[Records provided]

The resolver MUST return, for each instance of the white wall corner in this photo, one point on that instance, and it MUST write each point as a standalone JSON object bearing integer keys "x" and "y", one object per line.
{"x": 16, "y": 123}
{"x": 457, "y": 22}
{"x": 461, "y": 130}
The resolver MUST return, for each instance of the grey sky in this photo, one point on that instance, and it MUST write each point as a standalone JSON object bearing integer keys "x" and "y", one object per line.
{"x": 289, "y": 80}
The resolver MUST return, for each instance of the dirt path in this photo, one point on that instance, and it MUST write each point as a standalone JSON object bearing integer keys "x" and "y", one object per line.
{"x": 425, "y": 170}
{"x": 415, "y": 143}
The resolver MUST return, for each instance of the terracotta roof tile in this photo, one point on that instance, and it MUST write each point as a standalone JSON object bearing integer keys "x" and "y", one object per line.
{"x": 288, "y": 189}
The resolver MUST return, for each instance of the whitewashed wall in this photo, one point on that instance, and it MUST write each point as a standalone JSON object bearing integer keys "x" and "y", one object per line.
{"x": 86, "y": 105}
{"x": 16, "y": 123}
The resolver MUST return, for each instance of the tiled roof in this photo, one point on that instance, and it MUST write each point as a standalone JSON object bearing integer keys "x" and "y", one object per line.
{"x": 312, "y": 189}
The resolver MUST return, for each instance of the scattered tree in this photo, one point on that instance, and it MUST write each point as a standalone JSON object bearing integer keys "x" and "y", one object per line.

[/Records provided]

### To do:
Nothing in the entries above may be left out; retype them all exactly.

### Worked solution:
The resolver MUST return, for each instance of the white wall corner in this photo, one point on that instance, and it MUST write each point as a standalone JSON object bearing integer keys "x" and "y", one object per line.
{"x": 16, "y": 123}
{"x": 457, "y": 22}
{"x": 461, "y": 130}
The resolver MUST return, for each instance of the grey sky in this photo, one point on that instance, and it MUST write each point as a standalone JSON object bearing integer keys "x" and "y", one object per line.
{"x": 289, "y": 80}
The resolver MUST return, for each instance of the dirt path in this photo, one point on that instance, and it MUST write each point as a standalone JSON object bearing integer keys "x" and "y", one object per line.
{"x": 425, "y": 170}
{"x": 415, "y": 143}
The resolver MUST return, for each instance of the terracotta roof tile in this photo, one point on that instance, and it MUST write each point as a standalone JSON object bearing integer keys "x" and "y", one object per line.
{"x": 288, "y": 189}
The resolver MUST return, for each instance of the whitewashed wall in this photo, one point on that instance, and it MUST write each point as a standalone JSON object bearing integer keys "x" and "y", one object per line.
{"x": 86, "y": 105}
{"x": 16, "y": 123}
The resolver MUST return, for each instance of the tiled roof in this photo, one point on that instance, and it MUST write each point as a standalone JSON object bearing integer keys "x" and "y", one object per line.
{"x": 312, "y": 189}
The resolver MUST return, for each instance of the scattered tree in this photo, one point on that instance, and it MUST write each point as a standalone JSON object bearing integer keys "x" and "y", one object per line.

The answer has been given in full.